# PASSAGE GIVEN
::::::::::

Will costly race lead to the top?

By Melissa Hale-Spencer

pict0002-webGUILDERLAND — The school district here has already spent about 10 times as much on meeting Race to the Top requirements as it will receive over four years in federal funds.

Guilderland will get $30,771 from the $4 billion federal program meant to spur innovation and reform. Half of the nearly $700 million New York received went to the State Education Department and the other half was distributed to school districts statewide based on the Title I formula, meaning poor districts received the most money.

Demian Singleton, the assistant superintendent for curriculum at Guilderland who says he has “easily” spent 200 of his last 240 work days on meeting Race to the Top requirements, estimated that Guilderland so far has spent “well over $300,000 and it’s not done.”

“You really can’t argue with the need to focus on data…but it comes at what cost when it happens at this speed,” Superintendent Marie Wiles told the school board at the close of a Nov. 20 presentation on Race to the Top and the New York State Regents reform agenda. “We’ve made a lot of sacrifices…They come on the heels of very, very challenging economic times.”

::::::::::

# SET PROBLEM 1
Print the portion of the Race to the Top article between "By Melissa Hale-Spencer" and "the most money.", inclusive.
# SET PROBLEM 2
Answer these from the Race to the Top article:
(a) How much will Guilderland receive from the federal program?
(b) How many of his last 240 work days does Demian Singleton say he has spent on meeting Race to the Top requirements?
(c) On what date did Superintendent Marie Wiles address the school board at the close of the presentation?

(Some rows)

::::::::::

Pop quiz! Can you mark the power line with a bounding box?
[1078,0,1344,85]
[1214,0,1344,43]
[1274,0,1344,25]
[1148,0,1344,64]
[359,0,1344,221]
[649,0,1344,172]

::::::::::

# CORRECT RESULT 1
By Melissa Hale-Spencer

pict0002-webGUILDERLAND — The school district here has already spent about 10 times as much on meeting Race to the Top requirements as it will receive over four years in federal funds.

Guilderland will get $30,771 from the $4 billion federal program meant to spur innovation and reform. Half of the nearly $700 million New York received went to the State Education Department and the other half was distributed to school districts statewide based on the Title I formula, meaning poor districts received the most money.

# CORRECT RESULT 2
(a) $30,771
(b) "Easily" 200
(c) Nov. 20